>>>>>

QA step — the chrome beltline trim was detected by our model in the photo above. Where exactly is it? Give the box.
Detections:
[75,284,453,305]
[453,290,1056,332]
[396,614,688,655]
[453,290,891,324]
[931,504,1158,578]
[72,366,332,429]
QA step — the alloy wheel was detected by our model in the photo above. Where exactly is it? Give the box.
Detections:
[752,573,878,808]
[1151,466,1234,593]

<<<<<
>>>>>

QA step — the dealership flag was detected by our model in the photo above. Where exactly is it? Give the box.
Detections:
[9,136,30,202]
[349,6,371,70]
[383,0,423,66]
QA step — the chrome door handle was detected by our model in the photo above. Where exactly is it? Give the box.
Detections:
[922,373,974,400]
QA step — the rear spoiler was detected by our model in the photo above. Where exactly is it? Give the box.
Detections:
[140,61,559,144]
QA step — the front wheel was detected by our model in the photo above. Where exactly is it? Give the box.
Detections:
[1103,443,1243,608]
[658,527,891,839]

<<<<<
>>>>>

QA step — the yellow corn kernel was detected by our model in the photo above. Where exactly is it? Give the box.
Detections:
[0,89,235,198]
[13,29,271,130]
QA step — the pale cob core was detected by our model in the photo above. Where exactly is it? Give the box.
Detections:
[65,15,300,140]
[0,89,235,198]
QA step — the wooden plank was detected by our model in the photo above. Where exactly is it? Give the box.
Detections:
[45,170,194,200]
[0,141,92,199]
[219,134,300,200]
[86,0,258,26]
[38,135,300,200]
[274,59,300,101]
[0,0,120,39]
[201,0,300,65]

<<<<<

Render the entries above, from the line containing "QA step — the dealership" through the line containing "[922,373,974,400]", inclusive, as a numbered list with blank lines omitted.

1. QA step — the dealership flag was detected by our model in the photo above. Where exactly is it? Give the box.
2. Detections:
3. [9,136,30,202]
4. [349,6,371,70]
5. [383,0,423,66]
6. QA step — the chrome door handle was detected by our model in the photo above. Where exactly is it? Give the box.
7. Detections:
8. [922,373,974,400]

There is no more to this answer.